Records
....
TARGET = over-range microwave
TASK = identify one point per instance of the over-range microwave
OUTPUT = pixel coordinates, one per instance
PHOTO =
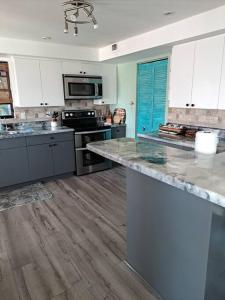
(78, 87)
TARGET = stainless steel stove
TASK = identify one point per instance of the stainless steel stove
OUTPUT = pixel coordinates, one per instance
(87, 130)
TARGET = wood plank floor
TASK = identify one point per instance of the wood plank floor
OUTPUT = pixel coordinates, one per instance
(72, 246)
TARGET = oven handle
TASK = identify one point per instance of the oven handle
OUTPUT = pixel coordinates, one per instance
(81, 149)
(90, 132)
(96, 89)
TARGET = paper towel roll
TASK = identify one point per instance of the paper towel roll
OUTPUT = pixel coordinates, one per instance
(206, 142)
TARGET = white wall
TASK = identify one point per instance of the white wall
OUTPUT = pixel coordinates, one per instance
(127, 82)
(43, 49)
(196, 27)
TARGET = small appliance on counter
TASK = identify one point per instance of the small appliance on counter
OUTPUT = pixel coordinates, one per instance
(6, 111)
(87, 129)
(119, 116)
(170, 128)
(206, 142)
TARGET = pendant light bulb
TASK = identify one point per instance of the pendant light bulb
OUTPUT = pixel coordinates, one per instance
(66, 28)
(75, 31)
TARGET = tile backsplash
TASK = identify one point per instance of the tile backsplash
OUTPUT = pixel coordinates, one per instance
(197, 117)
(40, 112)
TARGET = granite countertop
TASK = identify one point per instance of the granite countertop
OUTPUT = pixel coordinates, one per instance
(172, 139)
(179, 140)
(32, 132)
(201, 175)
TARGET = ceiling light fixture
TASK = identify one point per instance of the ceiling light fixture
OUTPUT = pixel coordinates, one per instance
(46, 38)
(168, 13)
(76, 9)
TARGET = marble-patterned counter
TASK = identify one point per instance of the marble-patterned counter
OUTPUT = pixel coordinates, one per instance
(175, 217)
(32, 132)
(201, 175)
(177, 140)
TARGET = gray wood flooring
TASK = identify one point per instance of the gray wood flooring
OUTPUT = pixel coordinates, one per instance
(72, 246)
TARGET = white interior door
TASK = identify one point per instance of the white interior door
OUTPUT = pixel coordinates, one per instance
(221, 104)
(207, 72)
(181, 75)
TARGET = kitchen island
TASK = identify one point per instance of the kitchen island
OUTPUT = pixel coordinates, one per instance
(175, 216)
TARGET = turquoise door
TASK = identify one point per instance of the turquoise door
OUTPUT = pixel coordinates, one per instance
(151, 95)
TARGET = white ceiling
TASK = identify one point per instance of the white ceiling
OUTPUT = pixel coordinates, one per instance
(118, 19)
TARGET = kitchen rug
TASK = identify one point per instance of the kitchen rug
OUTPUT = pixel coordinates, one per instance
(20, 196)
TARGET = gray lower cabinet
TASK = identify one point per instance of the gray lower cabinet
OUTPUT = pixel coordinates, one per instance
(40, 161)
(36, 157)
(14, 166)
(51, 157)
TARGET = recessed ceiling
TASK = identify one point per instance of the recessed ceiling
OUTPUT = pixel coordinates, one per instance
(118, 19)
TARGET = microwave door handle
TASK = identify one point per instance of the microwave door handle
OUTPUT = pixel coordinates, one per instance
(96, 89)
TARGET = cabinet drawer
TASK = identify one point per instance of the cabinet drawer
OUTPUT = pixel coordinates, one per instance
(49, 138)
(118, 132)
(12, 143)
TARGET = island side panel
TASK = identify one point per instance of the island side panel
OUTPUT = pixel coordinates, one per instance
(215, 284)
(168, 237)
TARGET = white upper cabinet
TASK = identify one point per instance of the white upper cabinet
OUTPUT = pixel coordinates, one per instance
(181, 75)
(52, 82)
(28, 90)
(195, 77)
(37, 83)
(207, 72)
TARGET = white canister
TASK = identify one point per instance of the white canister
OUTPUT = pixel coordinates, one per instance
(206, 142)
(54, 124)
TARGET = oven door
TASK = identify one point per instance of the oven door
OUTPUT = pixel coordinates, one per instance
(85, 137)
(88, 162)
(81, 88)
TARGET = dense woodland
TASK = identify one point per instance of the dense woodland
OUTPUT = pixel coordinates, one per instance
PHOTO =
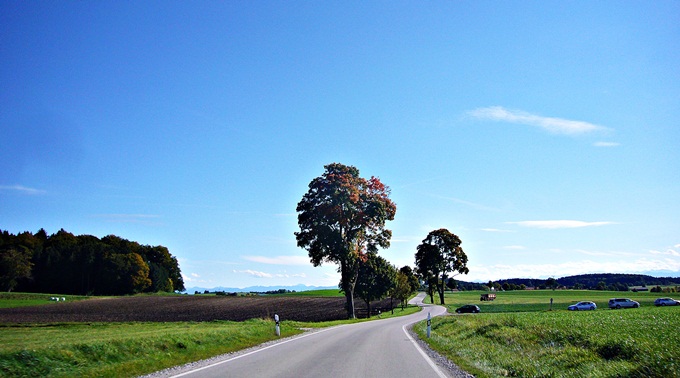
(67, 264)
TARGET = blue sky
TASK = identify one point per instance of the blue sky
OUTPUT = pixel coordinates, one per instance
(544, 134)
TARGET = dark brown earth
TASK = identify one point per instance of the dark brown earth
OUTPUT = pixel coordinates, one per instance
(184, 308)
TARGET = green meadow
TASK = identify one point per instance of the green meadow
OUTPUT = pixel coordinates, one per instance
(518, 335)
(129, 349)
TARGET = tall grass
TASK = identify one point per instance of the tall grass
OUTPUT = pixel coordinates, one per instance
(131, 349)
(122, 349)
(9, 300)
(538, 343)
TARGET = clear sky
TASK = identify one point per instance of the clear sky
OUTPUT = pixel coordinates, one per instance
(544, 134)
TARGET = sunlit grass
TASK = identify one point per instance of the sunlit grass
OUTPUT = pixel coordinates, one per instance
(132, 349)
(516, 335)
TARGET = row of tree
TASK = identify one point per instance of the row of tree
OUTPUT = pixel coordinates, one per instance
(86, 265)
(342, 221)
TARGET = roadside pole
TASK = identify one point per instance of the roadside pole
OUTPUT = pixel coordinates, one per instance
(429, 325)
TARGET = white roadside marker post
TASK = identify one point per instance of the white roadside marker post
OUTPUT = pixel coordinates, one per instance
(429, 325)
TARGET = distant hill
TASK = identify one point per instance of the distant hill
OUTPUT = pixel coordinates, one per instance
(257, 289)
(592, 280)
(586, 281)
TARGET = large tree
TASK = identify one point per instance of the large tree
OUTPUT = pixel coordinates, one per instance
(15, 264)
(440, 254)
(342, 218)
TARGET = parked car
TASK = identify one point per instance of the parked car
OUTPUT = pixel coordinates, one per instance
(666, 302)
(470, 309)
(585, 305)
(623, 303)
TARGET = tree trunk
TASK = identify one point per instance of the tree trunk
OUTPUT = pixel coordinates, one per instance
(440, 289)
(348, 287)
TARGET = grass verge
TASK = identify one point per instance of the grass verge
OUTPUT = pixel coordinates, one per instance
(132, 349)
(9, 300)
(603, 343)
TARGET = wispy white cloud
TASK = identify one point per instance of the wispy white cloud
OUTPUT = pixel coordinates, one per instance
(554, 224)
(473, 205)
(551, 124)
(255, 273)
(606, 144)
(668, 252)
(495, 230)
(22, 189)
(279, 260)
(148, 219)
(259, 274)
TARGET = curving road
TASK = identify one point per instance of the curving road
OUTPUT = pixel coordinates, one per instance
(379, 348)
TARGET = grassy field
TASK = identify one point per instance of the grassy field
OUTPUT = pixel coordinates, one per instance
(517, 335)
(130, 349)
(8, 300)
(315, 293)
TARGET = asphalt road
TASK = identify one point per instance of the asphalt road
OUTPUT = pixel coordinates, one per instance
(380, 348)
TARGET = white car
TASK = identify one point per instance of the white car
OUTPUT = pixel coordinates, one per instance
(666, 302)
(586, 305)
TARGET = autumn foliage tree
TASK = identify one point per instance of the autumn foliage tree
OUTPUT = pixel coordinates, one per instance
(440, 254)
(342, 218)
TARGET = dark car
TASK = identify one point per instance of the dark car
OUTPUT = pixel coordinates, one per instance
(469, 309)
(623, 303)
(666, 302)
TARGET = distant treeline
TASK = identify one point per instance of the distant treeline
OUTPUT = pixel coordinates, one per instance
(602, 281)
(85, 265)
....
Exercise directions
Transcribe, word for word, every line from the one containing "TARGET = grassy field" through the final line of the entries, and nothing else.

Task answer
TARGET = grassy field
TASK = identify one point per instance of the grassy field
OUTPUT = pixel coordinates, one per instance
(517, 335)
(130, 349)
(8, 300)
(315, 293)
TARGET = asphalt road
TASK = identify one point per instance of the asphalt road
OUTPUT = pixel coordinates, one per instance
(380, 348)
TARGET = white car
TASK = identify one point per instance of the white car
OUTPUT = pixel coordinates, one per instance
(666, 302)
(586, 305)
TARGET = autumn foliage tree
TASK = identify one point per instance of the autumn foliage tree
OUTPUT = pixel coordinates, one per instance
(440, 254)
(342, 218)
TARGET = dark car
TASK = identify one point per instance of the dark car
OUTPUT = pixel coordinates, one per instance
(469, 309)
(623, 303)
(666, 302)
TARGET = distant treeline
TASK = identify one point per instance of the distant treeline
OUTPUT = pixel coordinates, one per instance
(602, 281)
(85, 265)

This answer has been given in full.